### Supplied passage

Homework Strategies: Version 2.0

Homework Strategies: Version 2.0


I am in awe of homeschoolers.

Our little one is a highly creative thinker with a flair for drama. Homework is a major negotiation every afternoon. She has dutifully kept her rear in a chair for the past several hours, and now it is time to par-tee. She pirouettes around the living room in lieu of math. Freestyles ELA vocab lists into goofy poems. Stages meltdowns at the proper cues.

It’s more like open-mic night at the club than an after-school homework session.

But when she settles in, she knocks it out of the park. It is about tuning in and staying tuned in for that short while—which I know can be a challenge after a long day at school.

I joke with her that if we were to homeschool, I’d be so burnt by the end of the day of schoolwork drama that she’d have to get herself a bowl of cereal for dinner and I’d be in bed by 8 o’clock.

Thankfully she also understands my wry humor, and finds this hilarious. Hand on forehead in faux exhaustion, she acts out Mommy going to bed by 8.

But it is probably pretty close to the truth.

We have gained a little maturity around here since our earlier homework posts. We are nearing 4th Grade, and prepping for that change that will be Middle School (cue horror-flick music).

### Given information
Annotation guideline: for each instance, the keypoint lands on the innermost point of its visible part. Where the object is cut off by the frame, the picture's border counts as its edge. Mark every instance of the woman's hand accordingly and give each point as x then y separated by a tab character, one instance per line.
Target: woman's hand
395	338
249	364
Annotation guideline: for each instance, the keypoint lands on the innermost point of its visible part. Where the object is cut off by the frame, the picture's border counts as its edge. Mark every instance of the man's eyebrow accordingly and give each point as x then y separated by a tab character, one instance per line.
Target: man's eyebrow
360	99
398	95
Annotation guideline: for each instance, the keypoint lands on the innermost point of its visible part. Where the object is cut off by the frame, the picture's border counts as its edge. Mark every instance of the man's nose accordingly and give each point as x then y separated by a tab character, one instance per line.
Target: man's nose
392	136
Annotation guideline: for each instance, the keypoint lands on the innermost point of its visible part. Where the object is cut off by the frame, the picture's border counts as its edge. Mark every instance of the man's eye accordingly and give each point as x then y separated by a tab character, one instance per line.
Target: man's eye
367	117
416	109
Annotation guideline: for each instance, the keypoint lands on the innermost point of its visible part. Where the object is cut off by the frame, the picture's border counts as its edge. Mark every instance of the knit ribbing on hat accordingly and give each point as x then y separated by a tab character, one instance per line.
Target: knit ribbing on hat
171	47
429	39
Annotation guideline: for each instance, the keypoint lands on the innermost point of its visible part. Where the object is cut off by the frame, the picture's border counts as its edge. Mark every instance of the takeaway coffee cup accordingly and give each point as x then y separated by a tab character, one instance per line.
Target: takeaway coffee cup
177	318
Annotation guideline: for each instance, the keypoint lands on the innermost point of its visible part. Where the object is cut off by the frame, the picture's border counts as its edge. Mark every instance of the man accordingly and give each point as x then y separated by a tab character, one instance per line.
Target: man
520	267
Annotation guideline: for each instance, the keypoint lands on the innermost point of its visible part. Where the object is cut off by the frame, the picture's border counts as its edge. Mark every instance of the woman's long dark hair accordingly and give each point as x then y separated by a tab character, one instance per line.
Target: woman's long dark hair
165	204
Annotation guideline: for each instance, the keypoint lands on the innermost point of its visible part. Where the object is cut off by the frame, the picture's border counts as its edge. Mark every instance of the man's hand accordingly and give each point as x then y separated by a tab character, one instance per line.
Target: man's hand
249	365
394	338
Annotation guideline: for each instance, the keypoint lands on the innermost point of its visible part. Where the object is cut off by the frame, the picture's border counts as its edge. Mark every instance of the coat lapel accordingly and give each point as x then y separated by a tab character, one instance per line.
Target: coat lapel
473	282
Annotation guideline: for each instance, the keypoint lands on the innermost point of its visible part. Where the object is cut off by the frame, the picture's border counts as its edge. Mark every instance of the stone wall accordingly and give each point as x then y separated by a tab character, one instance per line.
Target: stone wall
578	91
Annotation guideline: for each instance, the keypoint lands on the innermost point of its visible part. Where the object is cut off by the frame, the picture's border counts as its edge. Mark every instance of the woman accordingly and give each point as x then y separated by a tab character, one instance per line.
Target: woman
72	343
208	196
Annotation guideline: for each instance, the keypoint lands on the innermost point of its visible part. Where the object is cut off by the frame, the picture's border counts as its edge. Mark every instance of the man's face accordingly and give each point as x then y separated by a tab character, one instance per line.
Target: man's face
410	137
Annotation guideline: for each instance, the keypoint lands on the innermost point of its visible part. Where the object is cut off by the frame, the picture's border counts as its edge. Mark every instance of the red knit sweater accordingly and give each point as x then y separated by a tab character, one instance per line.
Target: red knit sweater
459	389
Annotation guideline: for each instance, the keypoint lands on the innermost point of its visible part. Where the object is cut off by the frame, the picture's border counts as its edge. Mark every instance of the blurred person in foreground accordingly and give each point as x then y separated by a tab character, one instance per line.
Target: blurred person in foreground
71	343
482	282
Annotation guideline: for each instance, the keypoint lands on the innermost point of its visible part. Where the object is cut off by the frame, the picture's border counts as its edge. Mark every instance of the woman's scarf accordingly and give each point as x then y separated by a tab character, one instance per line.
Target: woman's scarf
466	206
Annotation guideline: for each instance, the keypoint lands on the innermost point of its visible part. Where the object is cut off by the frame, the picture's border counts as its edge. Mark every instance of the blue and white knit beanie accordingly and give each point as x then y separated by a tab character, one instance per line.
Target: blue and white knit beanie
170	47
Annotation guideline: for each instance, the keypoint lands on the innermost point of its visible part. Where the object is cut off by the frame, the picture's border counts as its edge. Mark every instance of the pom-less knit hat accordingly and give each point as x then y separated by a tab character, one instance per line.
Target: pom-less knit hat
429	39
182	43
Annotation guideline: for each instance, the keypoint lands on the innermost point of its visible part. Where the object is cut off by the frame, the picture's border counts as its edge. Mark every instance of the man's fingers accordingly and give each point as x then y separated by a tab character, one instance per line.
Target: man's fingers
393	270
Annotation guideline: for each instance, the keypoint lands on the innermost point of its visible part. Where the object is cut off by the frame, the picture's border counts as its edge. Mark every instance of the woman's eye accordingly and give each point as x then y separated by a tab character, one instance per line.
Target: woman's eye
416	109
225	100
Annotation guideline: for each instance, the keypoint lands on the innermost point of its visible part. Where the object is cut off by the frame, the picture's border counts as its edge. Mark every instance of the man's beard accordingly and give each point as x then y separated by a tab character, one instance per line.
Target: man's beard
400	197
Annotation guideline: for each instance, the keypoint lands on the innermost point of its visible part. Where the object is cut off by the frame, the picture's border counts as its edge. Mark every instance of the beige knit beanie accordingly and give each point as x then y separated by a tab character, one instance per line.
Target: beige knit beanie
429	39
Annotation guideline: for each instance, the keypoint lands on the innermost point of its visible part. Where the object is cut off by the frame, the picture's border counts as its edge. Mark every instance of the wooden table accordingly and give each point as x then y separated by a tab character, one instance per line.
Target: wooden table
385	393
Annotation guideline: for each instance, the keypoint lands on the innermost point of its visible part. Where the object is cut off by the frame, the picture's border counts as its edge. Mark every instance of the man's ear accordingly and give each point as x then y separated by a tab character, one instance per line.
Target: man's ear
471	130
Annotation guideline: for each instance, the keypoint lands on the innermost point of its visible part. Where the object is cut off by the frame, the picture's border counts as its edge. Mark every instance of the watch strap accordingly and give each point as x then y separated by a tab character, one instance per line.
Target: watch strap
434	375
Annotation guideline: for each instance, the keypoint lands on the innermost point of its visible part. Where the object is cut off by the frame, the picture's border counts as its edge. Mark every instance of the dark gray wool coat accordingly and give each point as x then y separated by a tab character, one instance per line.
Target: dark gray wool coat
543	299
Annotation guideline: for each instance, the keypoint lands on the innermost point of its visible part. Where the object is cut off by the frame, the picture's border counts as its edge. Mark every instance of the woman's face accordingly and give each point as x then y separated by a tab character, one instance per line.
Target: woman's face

### Exercise goal
In the homework strategies text, reproduce word for word the stretch that begins at the words "It’s more like" and stops after the words "day at school.".

### Answer for this exercise
It’s more like open-mic night at the club than an after-school homework session.

But when she settles in, she knocks it out of the park. It is about tuning in and staying tuned in for that short while—which I know can be a challenge after a long day at school.